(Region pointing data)
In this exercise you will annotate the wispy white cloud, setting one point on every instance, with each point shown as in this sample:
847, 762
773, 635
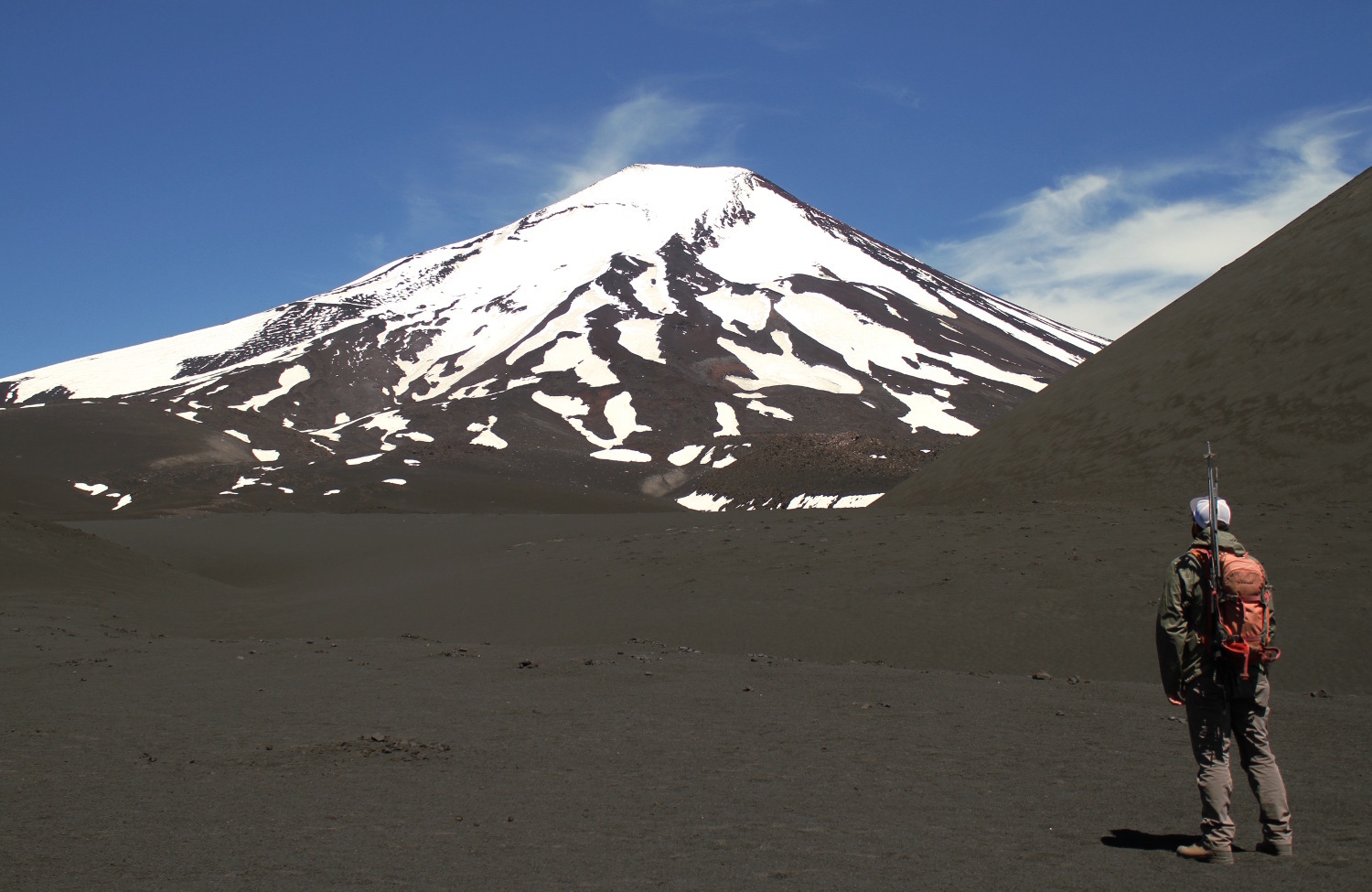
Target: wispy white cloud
897, 93
1105, 250
630, 132
498, 176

Task objective – All of the records above are to be copied exactly, minus the pictures.

Answer for this exercise –
In this exercise you will annotate the wispy white cloud, setting one point on every instance, with each point shown as in this sample:
847, 762
773, 635
Target: wispy white cloud
897, 93
1105, 250
630, 132
498, 176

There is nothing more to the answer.